EXERCISE
Output each entry verbatim and exclude every picture from it.
— BEGIN SOURCE DATA —
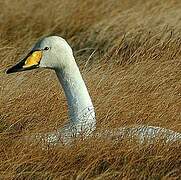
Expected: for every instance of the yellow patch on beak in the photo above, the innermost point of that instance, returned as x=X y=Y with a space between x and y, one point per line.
x=33 y=59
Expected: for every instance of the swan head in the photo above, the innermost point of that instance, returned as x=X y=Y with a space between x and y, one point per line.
x=50 y=52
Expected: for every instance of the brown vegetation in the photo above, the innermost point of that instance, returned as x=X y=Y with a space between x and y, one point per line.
x=129 y=53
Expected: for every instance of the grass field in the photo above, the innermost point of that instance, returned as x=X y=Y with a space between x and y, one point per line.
x=129 y=53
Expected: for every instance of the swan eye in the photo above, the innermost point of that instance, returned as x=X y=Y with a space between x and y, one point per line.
x=46 y=48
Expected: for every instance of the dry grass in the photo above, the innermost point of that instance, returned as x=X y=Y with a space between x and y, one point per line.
x=130 y=56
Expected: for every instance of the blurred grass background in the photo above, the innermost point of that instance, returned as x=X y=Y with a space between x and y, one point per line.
x=129 y=53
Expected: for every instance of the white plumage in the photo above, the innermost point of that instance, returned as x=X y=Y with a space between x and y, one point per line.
x=58 y=55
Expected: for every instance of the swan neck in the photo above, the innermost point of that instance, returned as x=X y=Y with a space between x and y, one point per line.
x=80 y=107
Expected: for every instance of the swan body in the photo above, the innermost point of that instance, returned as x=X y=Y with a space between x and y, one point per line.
x=55 y=53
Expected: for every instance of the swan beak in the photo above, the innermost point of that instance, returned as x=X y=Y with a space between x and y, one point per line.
x=31 y=61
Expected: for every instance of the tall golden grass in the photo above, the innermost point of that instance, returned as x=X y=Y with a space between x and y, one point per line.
x=129 y=53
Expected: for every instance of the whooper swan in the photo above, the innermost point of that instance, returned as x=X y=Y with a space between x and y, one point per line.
x=55 y=53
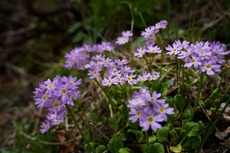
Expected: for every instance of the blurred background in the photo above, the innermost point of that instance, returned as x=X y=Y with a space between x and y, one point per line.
x=36 y=34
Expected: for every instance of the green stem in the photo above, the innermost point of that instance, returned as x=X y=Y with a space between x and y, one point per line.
— END SOURCE DATA —
IN RESPONSE
Expected: for every instance of the yellow patch on beak in the photo above, the innermost point of that instance, returned as x=X y=Y with a space between x and y, one point per line.
x=33 y=59
Expected: for every instance of the swan head in the photo above, the innermost point of that instance, returned as x=X y=Y with a space between x and y, one point per line.
x=50 y=52
Expected: for every instance of the brown vegetation in the photo above, the innermost point of that instance, returned as x=X y=Y with a space between x and y, one point per line.
x=129 y=53
Expected: for every instance of the grass field in the photo above, the innermost point of that instance, returned as x=X y=Y with a space between x and y, one point per line.
x=129 y=53
Expected: for every instance of the swan eye in the photo above, the innermost point of that instance, returned as x=X y=Y with a space between x and y, one point per line.
x=46 y=48
Expected: for every instance of the dry grass in the photo above, the innermost point of that instance, returned as x=X y=Y with a space between x and y, one point per line.
x=130 y=56
Expected: for every instance of the blurred grass background in the photo above, the innermost point of that instance, returned as x=X y=Y with a space between x and y, one point per line.
x=129 y=53
Expected: for every instance of the white plumage in the photo above, the innermost point of that instance, returned as x=X y=Y with a space between x and y, one point per line.
x=58 y=55
Expected: for every instance of the swan neck in the photo above, the innermost point of that instance, returned as x=X y=Y with a space between x and y, one point per line.
x=80 y=107
Expected: for every instance of the swan body in the photo above, the innermost point of that instance, returned as x=X y=Y with a space between x and y, one point per line.
x=55 y=53
Expected: for every instance of the swan beak in the photo above, the innermost point of that instance, returned as x=X y=Y with a space between x and y, one point per line.
x=31 y=61
Expected: for every instance of the tall golden grass in the photo above, the innermost point of that instance, returned as x=X y=Y with a space between x and y, one point per line.
x=129 y=53
Expected: for every instance of the whooper swan in the photo above, the innermost point of that instance, returned as x=X y=Y with a space between x and y, one point per line.
x=55 y=53
Expected: for every instance of the blurred background in the photo above, the innermost point of that instance, returned as x=X y=Y with a space between x and y, one point per line.
x=36 y=34
Expected: for every instance of the green stem in the photo above, the innermost point of that instance, returned as x=X y=Y with a space between x and y, one point per line.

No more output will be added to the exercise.